Can you print every line of the data below, word for word, from the line containing "Your task is to locate every instance of grassy" down to the line containing "54,61 -> 64,80", including both of those lines?

--- DATASET ---

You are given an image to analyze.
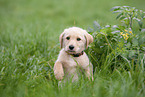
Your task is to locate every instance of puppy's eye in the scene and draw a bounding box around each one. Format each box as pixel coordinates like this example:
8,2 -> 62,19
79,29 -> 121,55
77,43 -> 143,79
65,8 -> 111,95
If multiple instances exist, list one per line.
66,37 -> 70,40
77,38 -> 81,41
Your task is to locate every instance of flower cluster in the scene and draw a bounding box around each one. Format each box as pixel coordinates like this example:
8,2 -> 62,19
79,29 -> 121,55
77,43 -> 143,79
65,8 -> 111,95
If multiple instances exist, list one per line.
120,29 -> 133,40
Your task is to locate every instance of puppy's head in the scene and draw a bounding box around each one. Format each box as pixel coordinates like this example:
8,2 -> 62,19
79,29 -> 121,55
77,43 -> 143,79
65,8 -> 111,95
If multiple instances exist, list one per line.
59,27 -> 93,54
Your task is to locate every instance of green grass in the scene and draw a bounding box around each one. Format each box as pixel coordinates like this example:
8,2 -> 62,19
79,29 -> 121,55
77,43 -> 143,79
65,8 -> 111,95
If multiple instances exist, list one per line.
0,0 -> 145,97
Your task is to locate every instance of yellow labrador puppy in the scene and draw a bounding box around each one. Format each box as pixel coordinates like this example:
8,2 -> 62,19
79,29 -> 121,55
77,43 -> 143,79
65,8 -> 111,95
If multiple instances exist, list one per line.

---
--- DATASET ---

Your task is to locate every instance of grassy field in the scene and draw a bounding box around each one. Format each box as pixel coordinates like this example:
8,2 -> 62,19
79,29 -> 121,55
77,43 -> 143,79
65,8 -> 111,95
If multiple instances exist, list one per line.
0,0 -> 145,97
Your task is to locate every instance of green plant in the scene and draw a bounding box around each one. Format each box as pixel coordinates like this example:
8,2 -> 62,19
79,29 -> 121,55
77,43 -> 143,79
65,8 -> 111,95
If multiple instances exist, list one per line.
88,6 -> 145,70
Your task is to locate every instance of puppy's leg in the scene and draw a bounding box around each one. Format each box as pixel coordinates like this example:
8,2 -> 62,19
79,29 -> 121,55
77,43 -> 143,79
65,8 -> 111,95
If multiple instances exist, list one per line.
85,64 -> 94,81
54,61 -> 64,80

---

COMPLETE ANSWER:
Your task is to locate every instance of grassy field in the scene and draw a bounding box around each one. Format each box as pixel coordinates like this example:
8,2 -> 62,19
79,29 -> 121,55
77,43 -> 143,79
65,8 -> 111,95
If multiple instances exist, list one per line.
0,0 -> 145,97
Your task is to locate every instance of green plant in the scene and draw a bounding box around each one. Format each box as pixel coordinates like this example:
8,2 -> 62,19
79,29 -> 121,55
77,43 -> 143,79
65,8 -> 111,95
If multiple instances exist, list one per line.
88,6 -> 145,70
Your task is to locate every instance of puppy's leg in the scene and draw a bounding box around each one. Format each box as pixel coordinates like this example:
8,2 -> 62,19
79,29 -> 121,55
77,43 -> 143,79
65,8 -> 111,95
If multiple instances exist, list one per line.
85,64 -> 94,81
54,61 -> 64,80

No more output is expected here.